An excerpt from a dataset:
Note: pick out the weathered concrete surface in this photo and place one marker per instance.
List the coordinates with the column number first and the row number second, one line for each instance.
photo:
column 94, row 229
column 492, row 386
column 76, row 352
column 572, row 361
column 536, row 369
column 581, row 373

DIRECTIONS. Please give all the lines above as a two-column CSV with the headers "input" and "output", one row for each task and its answer. Put each field in quotes and turn its line breaks into spaces.

FULL ANSWER.
input,output
"Note: pick out the weathered concrete surface in this photo and place one marker per instance. List the coordinates with the column number first and the row number second, one line for each instance. photo:","column 94, row 229 column 492, row 386 column 76, row 352 column 572, row 361 column 536, row 369 column 581, row 373"